• **Your instructions**
Return everything from the start of the items below down to and including the line containing "Give the mask", reproducing each line verbatim.
— begin —
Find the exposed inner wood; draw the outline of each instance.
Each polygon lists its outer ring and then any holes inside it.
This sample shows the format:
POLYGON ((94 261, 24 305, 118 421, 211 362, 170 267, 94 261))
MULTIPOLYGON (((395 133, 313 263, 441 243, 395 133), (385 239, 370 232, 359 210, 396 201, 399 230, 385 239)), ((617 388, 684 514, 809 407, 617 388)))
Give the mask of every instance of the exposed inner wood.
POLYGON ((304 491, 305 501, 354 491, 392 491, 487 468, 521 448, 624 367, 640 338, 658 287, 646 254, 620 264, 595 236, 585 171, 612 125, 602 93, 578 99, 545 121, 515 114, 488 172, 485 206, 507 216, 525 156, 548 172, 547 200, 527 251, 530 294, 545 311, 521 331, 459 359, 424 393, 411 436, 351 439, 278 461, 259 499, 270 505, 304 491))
— end —
• **Problem solution**
Find the exposed inner wood; draw the outline of each instance.
Each polygon lists its outer ring and then any holes inside it.
This sample shows the format:
POLYGON ((94 261, 24 305, 118 421, 211 362, 170 267, 94 261))
MULTIPOLYGON (((395 133, 313 263, 441 243, 395 133), (385 239, 370 232, 359 210, 396 201, 399 230, 385 239)), ((617 388, 684 514, 809 407, 617 388)))
Give the mask of every instance of the exposed inner wood.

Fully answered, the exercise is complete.